Copy the entries from the line with "Locate the winglet" up to and including the line with "[1060, 386, 1091, 422]", shifting each coordinate of the answer bounding box up by 144 while leaving the sample box in the wording as it is, and omit the picture.
------ SUPPLIED DATA ------
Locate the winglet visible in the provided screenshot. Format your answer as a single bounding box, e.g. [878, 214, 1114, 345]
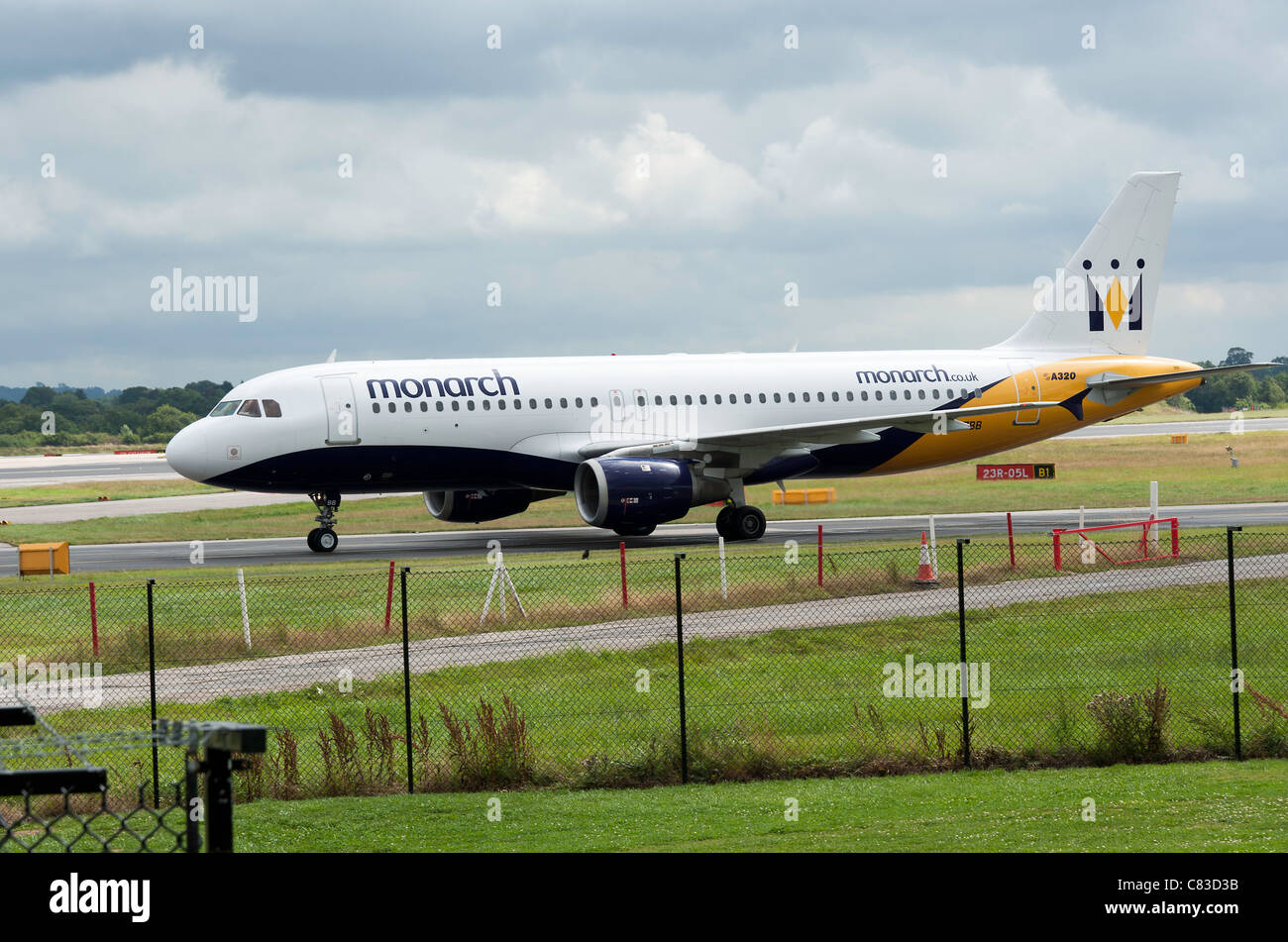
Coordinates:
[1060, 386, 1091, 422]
------
------ SUPPLIED DATA ------
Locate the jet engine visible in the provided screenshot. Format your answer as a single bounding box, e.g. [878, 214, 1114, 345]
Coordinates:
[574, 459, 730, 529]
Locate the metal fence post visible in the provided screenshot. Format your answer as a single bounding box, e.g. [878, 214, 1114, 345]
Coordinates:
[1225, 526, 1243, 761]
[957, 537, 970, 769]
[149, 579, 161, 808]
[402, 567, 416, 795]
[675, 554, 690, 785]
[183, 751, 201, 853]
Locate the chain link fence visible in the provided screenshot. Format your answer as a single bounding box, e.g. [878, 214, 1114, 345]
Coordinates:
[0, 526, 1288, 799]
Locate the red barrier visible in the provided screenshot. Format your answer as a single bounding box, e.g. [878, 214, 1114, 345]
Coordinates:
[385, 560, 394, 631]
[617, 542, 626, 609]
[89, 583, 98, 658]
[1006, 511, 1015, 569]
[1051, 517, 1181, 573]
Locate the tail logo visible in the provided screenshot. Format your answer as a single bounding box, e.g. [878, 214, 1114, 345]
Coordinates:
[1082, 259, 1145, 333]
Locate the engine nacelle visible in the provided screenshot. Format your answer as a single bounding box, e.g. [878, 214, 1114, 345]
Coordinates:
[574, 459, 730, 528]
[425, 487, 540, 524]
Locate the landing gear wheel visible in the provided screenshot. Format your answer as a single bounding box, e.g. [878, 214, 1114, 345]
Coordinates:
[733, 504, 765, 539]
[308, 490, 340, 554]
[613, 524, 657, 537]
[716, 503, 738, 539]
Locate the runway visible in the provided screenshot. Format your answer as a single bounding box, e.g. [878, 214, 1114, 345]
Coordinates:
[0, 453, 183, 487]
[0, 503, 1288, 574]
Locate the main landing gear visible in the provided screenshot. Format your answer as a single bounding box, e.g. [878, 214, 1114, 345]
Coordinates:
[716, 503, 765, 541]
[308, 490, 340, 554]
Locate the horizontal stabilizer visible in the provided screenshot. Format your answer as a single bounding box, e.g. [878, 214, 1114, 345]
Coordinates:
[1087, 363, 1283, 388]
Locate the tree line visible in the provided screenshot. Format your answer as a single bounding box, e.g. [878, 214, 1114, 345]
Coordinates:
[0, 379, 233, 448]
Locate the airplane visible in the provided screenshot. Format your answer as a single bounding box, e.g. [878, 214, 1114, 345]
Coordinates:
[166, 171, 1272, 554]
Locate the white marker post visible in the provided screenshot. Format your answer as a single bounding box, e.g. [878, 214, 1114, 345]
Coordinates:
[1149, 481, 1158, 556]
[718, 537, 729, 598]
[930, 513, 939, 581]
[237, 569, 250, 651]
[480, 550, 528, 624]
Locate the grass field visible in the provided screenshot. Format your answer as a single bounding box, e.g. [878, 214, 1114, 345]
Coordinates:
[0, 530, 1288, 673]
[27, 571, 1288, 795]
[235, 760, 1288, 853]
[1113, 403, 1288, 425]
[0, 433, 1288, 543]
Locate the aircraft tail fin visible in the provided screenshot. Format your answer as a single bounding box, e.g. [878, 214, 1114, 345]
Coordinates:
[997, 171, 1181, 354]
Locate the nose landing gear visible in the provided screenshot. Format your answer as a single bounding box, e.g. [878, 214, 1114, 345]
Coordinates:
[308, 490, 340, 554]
------
### RESULT OF THE TASK
Locate the winglet visible in the provided screenshot. Format your answer as a single bounding box, e.g. [878, 214, 1114, 345]
Coordinates:
[1204, 530, 1235, 566]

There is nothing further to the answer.